WORK TO BE COMPLETED:
Word for word, transcribe the lines below and drop the pictures.
——
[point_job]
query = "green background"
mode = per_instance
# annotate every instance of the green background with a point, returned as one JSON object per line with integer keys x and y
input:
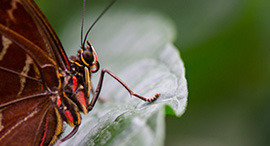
{"x": 225, "y": 47}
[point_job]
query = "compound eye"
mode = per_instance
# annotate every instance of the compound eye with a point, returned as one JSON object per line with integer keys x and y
{"x": 87, "y": 57}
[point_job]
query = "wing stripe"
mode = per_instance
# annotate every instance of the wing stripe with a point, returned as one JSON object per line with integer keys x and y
{"x": 19, "y": 123}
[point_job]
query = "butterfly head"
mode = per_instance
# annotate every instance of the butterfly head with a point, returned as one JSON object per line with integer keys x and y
{"x": 88, "y": 57}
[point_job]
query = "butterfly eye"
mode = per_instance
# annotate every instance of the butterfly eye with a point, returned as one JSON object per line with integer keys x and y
{"x": 87, "y": 57}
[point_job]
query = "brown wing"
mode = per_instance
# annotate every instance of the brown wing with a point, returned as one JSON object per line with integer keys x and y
{"x": 30, "y": 56}
{"x": 29, "y": 122}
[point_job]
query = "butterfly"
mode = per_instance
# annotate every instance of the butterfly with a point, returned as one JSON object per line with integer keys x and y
{"x": 40, "y": 87}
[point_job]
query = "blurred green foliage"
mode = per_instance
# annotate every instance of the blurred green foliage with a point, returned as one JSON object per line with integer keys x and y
{"x": 225, "y": 47}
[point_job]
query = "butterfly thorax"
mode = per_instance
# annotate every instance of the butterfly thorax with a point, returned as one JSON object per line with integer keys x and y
{"x": 76, "y": 86}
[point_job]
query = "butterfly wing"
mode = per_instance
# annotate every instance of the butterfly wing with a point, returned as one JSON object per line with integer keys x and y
{"x": 30, "y": 58}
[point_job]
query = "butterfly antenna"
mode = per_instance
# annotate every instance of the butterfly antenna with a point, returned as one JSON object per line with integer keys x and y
{"x": 101, "y": 14}
{"x": 83, "y": 12}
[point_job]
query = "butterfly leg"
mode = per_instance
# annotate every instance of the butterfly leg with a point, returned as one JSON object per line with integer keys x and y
{"x": 98, "y": 89}
{"x": 72, "y": 133}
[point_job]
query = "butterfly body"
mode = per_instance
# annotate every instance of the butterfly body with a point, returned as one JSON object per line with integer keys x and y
{"x": 40, "y": 88}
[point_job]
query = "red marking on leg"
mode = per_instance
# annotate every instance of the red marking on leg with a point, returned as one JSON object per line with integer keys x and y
{"x": 58, "y": 102}
{"x": 75, "y": 80}
{"x": 69, "y": 116}
{"x": 81, "y": 98}
{"x": 44, "y": 133}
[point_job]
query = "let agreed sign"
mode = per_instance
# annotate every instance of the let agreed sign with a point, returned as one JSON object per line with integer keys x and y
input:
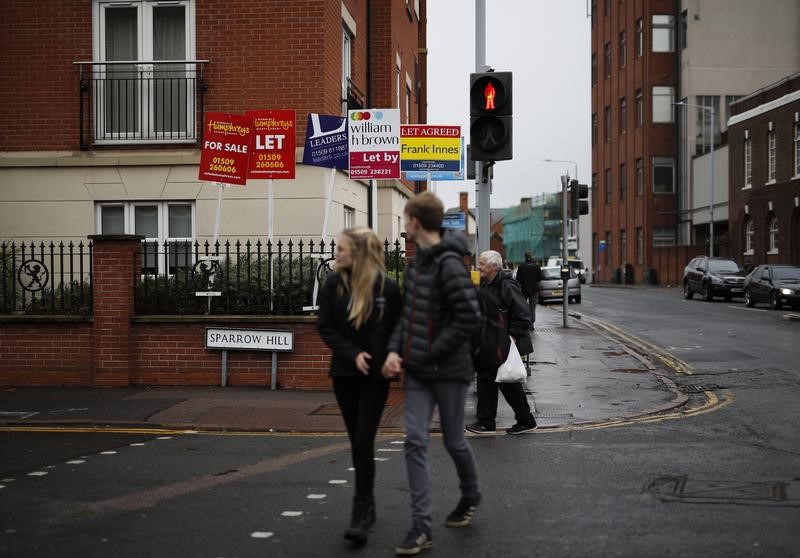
{"x": 430, "y": 148}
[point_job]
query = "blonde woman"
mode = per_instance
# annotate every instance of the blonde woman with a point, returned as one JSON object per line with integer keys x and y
{"x": 358, "y": 308}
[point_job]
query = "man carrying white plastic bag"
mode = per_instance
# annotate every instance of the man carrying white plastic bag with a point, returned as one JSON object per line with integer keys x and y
{"x": 495, "y": 285}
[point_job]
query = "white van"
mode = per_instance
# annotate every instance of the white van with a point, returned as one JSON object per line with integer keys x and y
{"x": 574, "y": 263}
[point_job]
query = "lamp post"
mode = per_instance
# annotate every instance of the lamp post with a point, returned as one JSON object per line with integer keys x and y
{"x": 577, "y": 225}
{"x": 711, "y": 204}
——
ANSWER TO THIS EXERCISE:
[point_job]
query = "green background"
mode = per_instance
# annotate every instance of the green background with a point, returned as one JSON object per line with integer keys x and y
input:
{"x": 225, "y": 47}
[point_job]
query = "compound eye"
mode = per_instance
# annotate every instance of the compound eye with a point, returned as one JSON object per line with integer keys x and y
{"x": 87, "y": 57}
[point_job]
query = "wing stripe"
mode = per_instance
# annotate every instance of the wing stripe with a point, returned as one JSON object per line with integer keys x and y
{"x": 19, "y": 123}
[point_job]
query = "butterfly head"
mode = per_instance
# annotate every instance of the butterfly head with a point, returned as one JSON object per line with integer keys x and y
{"x": 88, "y": 57}
[point_job]
query = "butterfly eye"
mode = per_instance
# annotate every instance of the butterfly eye with a point, returned as one JSON object per line with integer keys x and y
{"x": 87, "y": 57}
[point_job]
query = "brown wing"
mode = per_instance
# annotate every instance of the brown wing with a point, returned as one JSON object per line with integer keys x and y
{"x": 30, "y": 56}
{"x": 29, "y": 122}
[point_job]
query = "butterfly"
mode = per_instance
# annotate every instance of the butterfly with a point, returned as one JSON object per line with integer keys x and y
{"x": 40, "y": 87}
[point_job]
query = "blurred green foliage"
mode = per_instance
# annotate every instance of the blurred green foliage with a point, returned as one JSON object per line with integer keys x and y
{"x": 225, "y": 47}
[point_job]
query = "butterfly thorax"
mode = per_instance
# annotate every instance of the butterfly thorax with a point, returned as one JSON object per line with integer keys x and y
{"x": 76, "y": 86}
[point_job]
query = "butterfly wing"
mode = per_instance
# annotate every instance of the butterfly wing with a point, returned as one JSON object per line with integer keys x and y
{"x": 30, "y": 58}
[point_job]
query = "butterfly antenna"
mode = per_instance
# annotate every instance of the butterfly antenna with a point, returned as one JSON object per line with integer keys x and y
{"x": 101, "y": 14}
{"x": 83, "y": 12}
[point_job]
query = "butterfly leg"
mode = per_instance
# annotate every instance of the butterfly leg with a point, returned as one JSON object per line with integer keys x and y
{"x": 98, "y": 89}
{"x": 72, "y": 133}
[point_job]
query = "butterfly body"
mode = per_instance
# annotate every instance of the butterfly body with a point, returned as one JSON object per line with integer keys x and y
{"x": 40, "y": 88}
[point_job]
query = "red marking on leg"
mode = per_instance
# annotate every instance of the red marking on leg with a point, returned as one JSON object per line with integer keys x and y
{"x": 58, "y": 102}
{"x": 75, "y": 80}
{"x": 69, "y": 116}
{"x": 81, "y": 98}
{"x": 44, "y": 133}
[point_job]
query = "let agreed sign"
mode = per_instance
# annotate every instance of the let agreed sign with a point, returned as one JSON object per line with integer keys x and y
input:
{"x": 430, "y": 148}
[point_job]
query = "blonde woman"
mode = per_instance
# annotate every instance of the blonde woman with a point, returned as one JSON object per line with integer keys x and y
{"x": 358, "y": 308}
[point_job]
query = "man carrying white plastic bag"
mode = per_instance
# annotate every instance of the man carrying white plastic bag with a point, returned as one JSON object per line with integer keys x and y
{"x": 495, "y": 285}
[point_job]
query = "white van"
mode = per_instance
# annotate every instance of the white van with a point, returned as one JSON object per line with integer keys x and y
{"x": 574, "y": 263}
[point_job]
query = "lamp post"
mode = per_instance
# annotate every instance of the lamp post with a point, returned as one JSON object per line with integer keys x and y
{"x": 577, "y": 225}
{"x": 711, "y": 204}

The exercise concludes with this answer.